DATA RECORDS:
----------
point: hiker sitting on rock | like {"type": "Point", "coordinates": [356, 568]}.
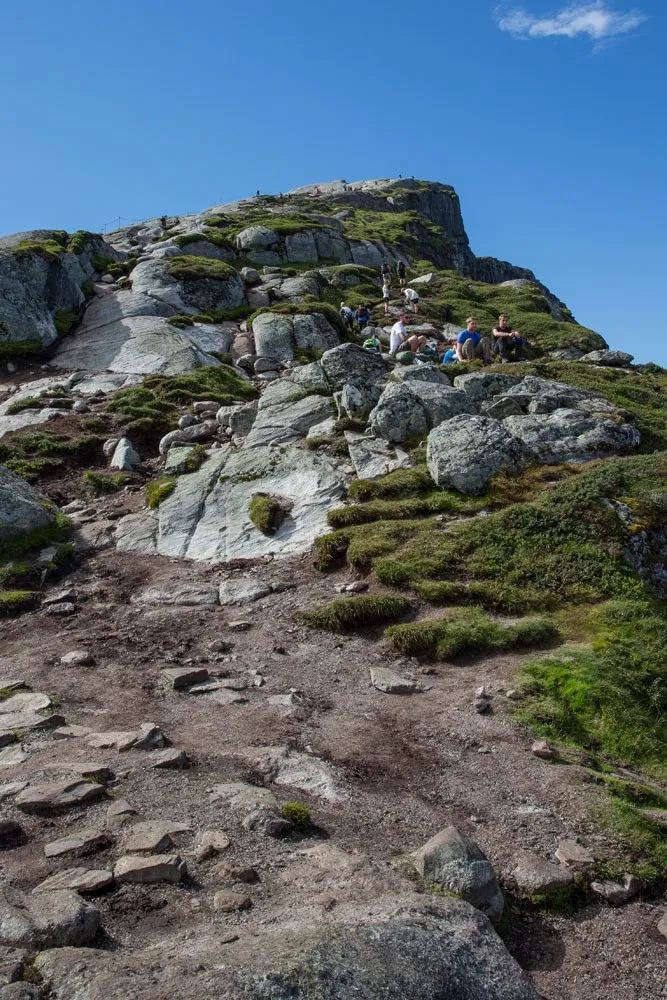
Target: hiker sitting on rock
----------
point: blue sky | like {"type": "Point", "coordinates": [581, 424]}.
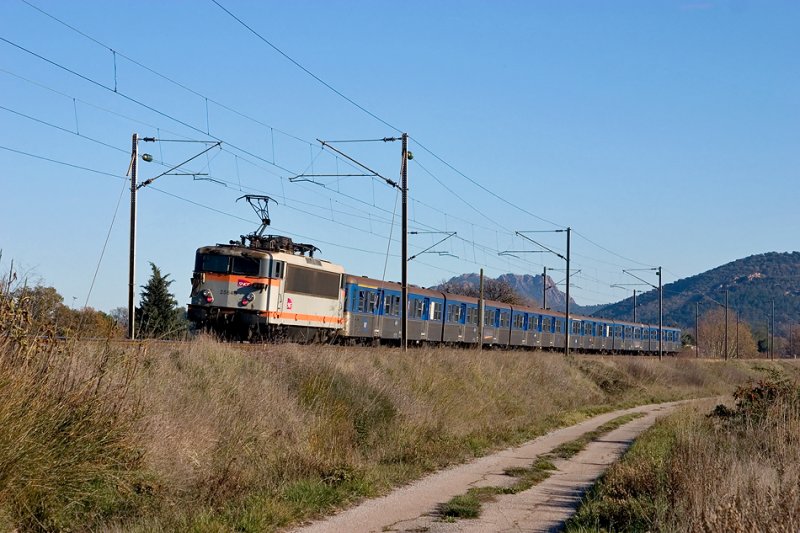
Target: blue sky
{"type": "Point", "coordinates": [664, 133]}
----------
TASK PROMPT: Working from the records above, set down word for word everything from the line containing "point: hiker sitting" down to the line containing "Target: hiker sitting on rock", ends included, minus the pictures.

PROBLEM SOLUTION:
point: hiker sitting on rock | like {"type": "Point", "coordinates": [356, 568]}.
Target: hiker sitting on rock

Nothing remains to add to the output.